## Dataset entries
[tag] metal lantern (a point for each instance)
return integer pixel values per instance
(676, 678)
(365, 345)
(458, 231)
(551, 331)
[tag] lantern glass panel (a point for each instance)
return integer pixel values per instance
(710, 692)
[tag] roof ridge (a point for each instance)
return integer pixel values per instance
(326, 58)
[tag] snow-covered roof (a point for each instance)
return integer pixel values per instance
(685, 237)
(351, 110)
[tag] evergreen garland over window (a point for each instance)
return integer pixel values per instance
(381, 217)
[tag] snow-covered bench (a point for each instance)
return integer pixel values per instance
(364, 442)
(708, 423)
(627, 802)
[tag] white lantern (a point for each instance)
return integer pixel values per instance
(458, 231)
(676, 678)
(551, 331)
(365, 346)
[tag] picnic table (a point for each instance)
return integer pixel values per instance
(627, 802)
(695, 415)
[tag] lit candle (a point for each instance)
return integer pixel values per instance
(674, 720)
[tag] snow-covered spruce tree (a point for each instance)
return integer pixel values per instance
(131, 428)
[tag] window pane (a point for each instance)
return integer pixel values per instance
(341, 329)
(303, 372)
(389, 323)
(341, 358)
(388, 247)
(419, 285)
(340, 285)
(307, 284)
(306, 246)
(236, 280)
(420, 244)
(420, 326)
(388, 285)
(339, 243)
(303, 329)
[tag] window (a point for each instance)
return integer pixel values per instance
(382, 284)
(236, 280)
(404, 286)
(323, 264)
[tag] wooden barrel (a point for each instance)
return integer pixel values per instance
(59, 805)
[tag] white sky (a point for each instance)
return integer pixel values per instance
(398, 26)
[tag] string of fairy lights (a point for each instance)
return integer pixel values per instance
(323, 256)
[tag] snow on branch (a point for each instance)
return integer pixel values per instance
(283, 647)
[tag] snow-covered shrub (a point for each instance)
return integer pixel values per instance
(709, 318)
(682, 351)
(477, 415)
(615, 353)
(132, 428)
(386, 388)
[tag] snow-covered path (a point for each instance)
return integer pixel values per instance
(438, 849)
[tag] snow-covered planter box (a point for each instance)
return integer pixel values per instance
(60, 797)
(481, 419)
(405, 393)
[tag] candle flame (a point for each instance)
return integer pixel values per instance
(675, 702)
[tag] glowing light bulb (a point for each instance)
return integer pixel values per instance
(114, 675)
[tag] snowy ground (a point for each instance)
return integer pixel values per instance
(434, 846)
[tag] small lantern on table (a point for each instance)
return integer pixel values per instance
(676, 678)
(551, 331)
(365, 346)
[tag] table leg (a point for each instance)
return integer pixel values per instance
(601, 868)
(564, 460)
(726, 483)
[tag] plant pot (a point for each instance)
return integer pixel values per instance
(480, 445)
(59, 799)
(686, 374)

## Directive
Copy out every line in the stretch from the line containing "[tag] plant pot (a point for each instance)" through the end of the rows, adding 91 to each number in the answer coordinates and leaving all other lines as they are.

## Answer for this exercise
[tag] plant pot (a point for each instance)
return integer pixel values per instance
(571, 536)
(150, 890)
(777, 465)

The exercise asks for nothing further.